---------- Extracted data
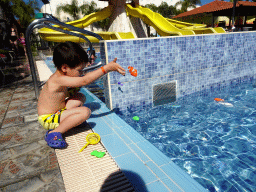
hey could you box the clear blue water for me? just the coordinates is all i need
[117,80,256,192]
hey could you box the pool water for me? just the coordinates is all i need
[117,80,256,192]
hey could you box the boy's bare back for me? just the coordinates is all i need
[38,72,68,116]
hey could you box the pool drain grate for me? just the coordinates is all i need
[153,81,177,106]
[55,127,135,192]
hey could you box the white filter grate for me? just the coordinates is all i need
[55,126,135,192]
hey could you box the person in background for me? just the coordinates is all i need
[9,27,18,55]
[253,19,256,31]
[19,33,26,58]
[87,47,97,66]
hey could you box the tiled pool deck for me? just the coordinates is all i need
[0,58,66,191]
[39,56,207,191]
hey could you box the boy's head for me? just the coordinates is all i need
[53,42,88,70]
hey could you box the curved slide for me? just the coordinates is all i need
[38,3,225,43]
[126,4,225,35]
[126,4,195,36]
[39,30,136,43]
[166,18,207,29]
[62,5,112,29]
[38,5,136,43]
[166,18,226,34]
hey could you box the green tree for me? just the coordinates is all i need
[80,1,98,15]
[56,0,101,21]
[145,2,178,17]
[175,0,201,14]
[144,3,158,12]
[158,2,177,18]
[0,0,38,29]
[56,0,110,31]
[80,1,110,31]
[56,0,81,20]
[96,18,110,31]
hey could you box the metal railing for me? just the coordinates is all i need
[25,15,104,99]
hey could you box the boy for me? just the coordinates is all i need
[37,42,125,148]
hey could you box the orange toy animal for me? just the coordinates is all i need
[128,66,138,77]
[214,98,224,102]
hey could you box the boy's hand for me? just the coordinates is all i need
[105,58,126,76]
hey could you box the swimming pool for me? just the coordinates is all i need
[40,31,256,191]
[41,53,208,191]
[117,78,256,192]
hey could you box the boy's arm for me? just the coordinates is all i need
[58,58,126,88]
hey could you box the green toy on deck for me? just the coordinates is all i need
[91,150,105,158]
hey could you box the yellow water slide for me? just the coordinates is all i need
[126,4,225,35]
[39,30,136,43]
[165,18,216,34]
[60,5,112,29]
[38,5,136,43]
[166,18,207,29]
[167,18,226,34]
[126,4,195,36]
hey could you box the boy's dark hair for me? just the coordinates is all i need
[53,42,88,70]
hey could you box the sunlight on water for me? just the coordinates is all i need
[118,81,256,192]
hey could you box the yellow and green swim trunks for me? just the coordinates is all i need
[38,108,66,130]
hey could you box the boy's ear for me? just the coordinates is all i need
[61,64,68,73]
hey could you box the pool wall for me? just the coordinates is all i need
[102,31,256,112]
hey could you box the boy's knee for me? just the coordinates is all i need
[81,107,91,120]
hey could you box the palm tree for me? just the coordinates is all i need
[158,2,177,18]
[96,18,110,31]
[56,0,81,21]
[175,0,201,14]
[144,3,158,12]
[80,1,98,16]
[56,0,100,21]
[0,0,38,29]
[145,2,178,18]
[56,1,110,31]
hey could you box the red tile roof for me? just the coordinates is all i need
[173,0,256,18]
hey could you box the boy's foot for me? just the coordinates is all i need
[45,130,67,149]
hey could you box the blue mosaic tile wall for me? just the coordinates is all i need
[101,32,256,112]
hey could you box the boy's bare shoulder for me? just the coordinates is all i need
[45,73,66,92]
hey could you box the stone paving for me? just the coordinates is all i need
[0,59,65,191]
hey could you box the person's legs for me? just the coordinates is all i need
[49,106,91,134]
[44,92,90,148]
[49,92,90,134]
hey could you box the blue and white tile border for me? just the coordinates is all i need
[102,31,256,113]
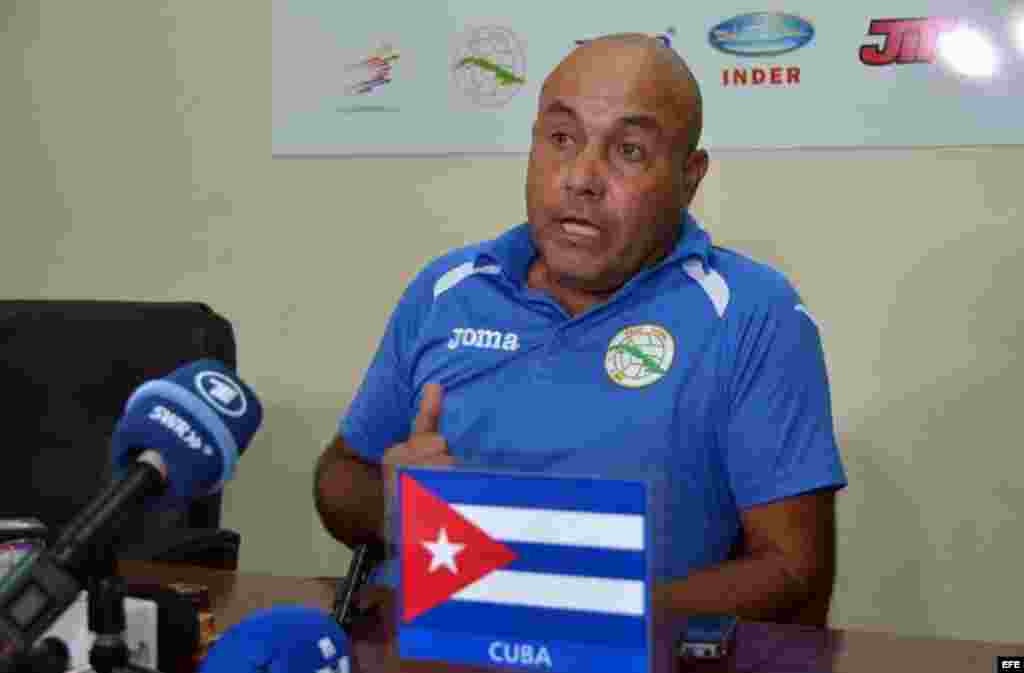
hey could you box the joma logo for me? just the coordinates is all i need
[447,328,520,351]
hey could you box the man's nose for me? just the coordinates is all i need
[562,145,607,199]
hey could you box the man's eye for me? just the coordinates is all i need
[551,132,572,148]
[620,143,646,161]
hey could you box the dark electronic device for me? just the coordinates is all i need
[678,614,739,660]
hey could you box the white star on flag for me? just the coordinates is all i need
[421,528,465,574]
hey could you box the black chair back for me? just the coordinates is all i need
[0,300,237,554]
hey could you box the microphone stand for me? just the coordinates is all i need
[0,460,166,669]
[0,458,170,673]
[0,544,163,673]
[0,638,69,673]
[84,545,161,673]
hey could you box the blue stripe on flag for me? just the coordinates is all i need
[408,599,646,647]
[404,468,646,515]
[504,542,646,580]
[399,626,648,673]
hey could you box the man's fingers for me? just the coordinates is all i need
[385,436,448,465]
[390,450,455,469]
[383,447,454,493]
[412,383,443,435]
[424,452,455,467]
[406,439,449,461]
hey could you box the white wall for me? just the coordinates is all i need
[3,1,1021,644]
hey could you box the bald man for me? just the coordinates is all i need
[315,35,847,627]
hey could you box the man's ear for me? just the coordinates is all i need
[680,149,710,208]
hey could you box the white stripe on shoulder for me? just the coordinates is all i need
[795,304,820,331]
[433,262,501,298]
[683,259,730,318]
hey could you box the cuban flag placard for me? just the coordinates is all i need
[397,467,650,673]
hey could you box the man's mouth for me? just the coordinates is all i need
[558,217,601,239]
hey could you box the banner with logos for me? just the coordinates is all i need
[272,0,1024,155]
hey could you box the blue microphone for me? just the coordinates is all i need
[0,360,263,660]
[199,606,351,673]
[52,359,263,572]
[110,358,262,509]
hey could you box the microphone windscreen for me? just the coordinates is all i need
[132,359,263,454]
[110,359,263,507]
[199,605,350,673]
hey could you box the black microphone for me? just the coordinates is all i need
[53,359,262,573]
[332,543,387,632]
[49,454,167,574]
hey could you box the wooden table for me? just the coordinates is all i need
[118,561,1018,673]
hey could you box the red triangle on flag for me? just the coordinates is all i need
[401,473,518,622]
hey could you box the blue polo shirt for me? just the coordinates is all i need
[340,212,846,583]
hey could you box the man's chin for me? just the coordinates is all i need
[545,260,618,294]
[535,237,620,291]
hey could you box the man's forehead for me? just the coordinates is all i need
[540,43,693,121]
[539,96,665,131]
[538,80,684,130]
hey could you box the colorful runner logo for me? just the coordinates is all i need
[344,42,400,96]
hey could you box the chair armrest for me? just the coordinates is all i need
[117,528,241,571]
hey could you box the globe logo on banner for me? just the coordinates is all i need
[451,26,527,107]
[709,12,815,57]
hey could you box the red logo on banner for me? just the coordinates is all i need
[721,66,802,87]
[860,17,959,66]
[400,474,518,622]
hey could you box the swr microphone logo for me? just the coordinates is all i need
[195,371,247,418]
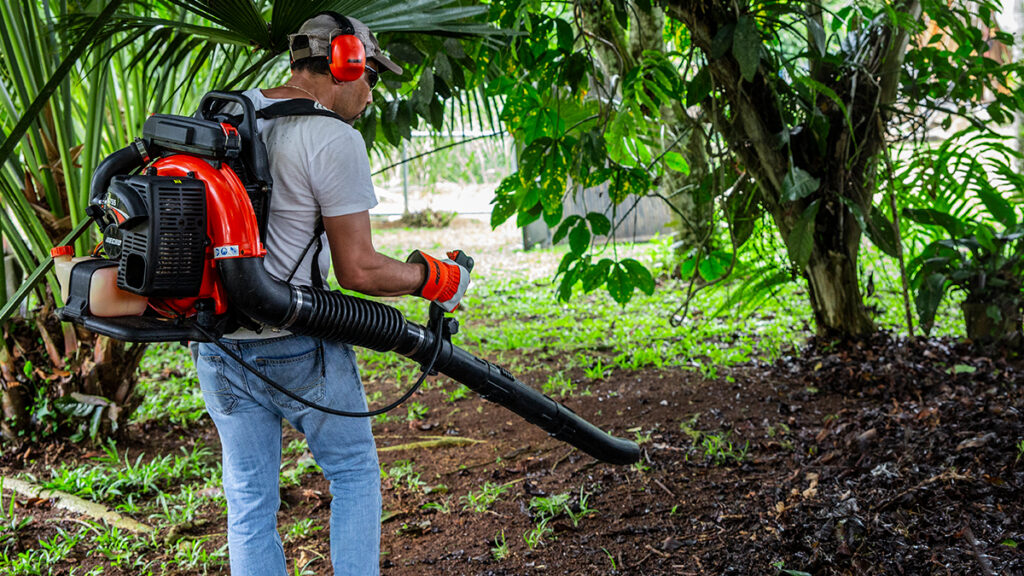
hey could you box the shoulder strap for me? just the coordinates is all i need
--------------------
■ Description of the task
Extract, character for character, every line from the one that holds "hey could you box the man's mouth" through the end of the entries above. Include both boundary lines and no pictures.

■ The answer
hey could you box the man's mouth for me? just the coordinates is all i need
[558,217,601,239]
hey could you box the banner with logos for me? just the coordinates is all i need
[272,0,1024,155]
hey could you box the blue microphone for me? just the coordinates is all i need
[0,360,263,660]
[199,606,351,673]
[52,359,263,572]
[110,358,262,509]
hey could you box the microphone windscreen for me? just the coordinates is all i need
[132,359,263,454]
[110,359,263,507]
[199,605,350,673]
hey could you box the black microphone for me? just the coordinates is all i need
[53,359,262,573]
[332,543,387,632]
[49,454,167,574]
hey could you box the wooden table for me? just the coordinates is all i need
[118,561,1018,673]
hey could you box the red triangle on flag for me? just the coordinates is all i need
[401,473,518,622]
hey could you box the blue polo shirt for me? just the coordinates is all i need
[340,212,846,583]
hey could you box the man's chin for me? just the coordinates is all i need
[545,260,618,294]
[535,237,620,291]
hey could you box the man's forehead for me? just the coordinates is all i need
[540,43,693,121]
[539,96,665,131]
[538,80,684,130]
hey could you box the colorful runner logo for me? just the coordinates is all i need
[344,42,400,96]
hey could you box the chair armrest for me? just the coordinates is all i need
[117,528,241,571]
hey could you box the globe logo on banner for me? just the coordinates is all i need
[451,26,527,107]
[709,12,815,57]
hey could you box the red logo on banner for me? just the coordinates is all i need
[721,66,802,87]
[860,17,959,66]
[400,474,518,622]
hey could you box the swr microphone logo for me? just the coordinates is all i need
[195,371,247,418]
hey could you box the shoulder strap for me? just the coordinates is all i need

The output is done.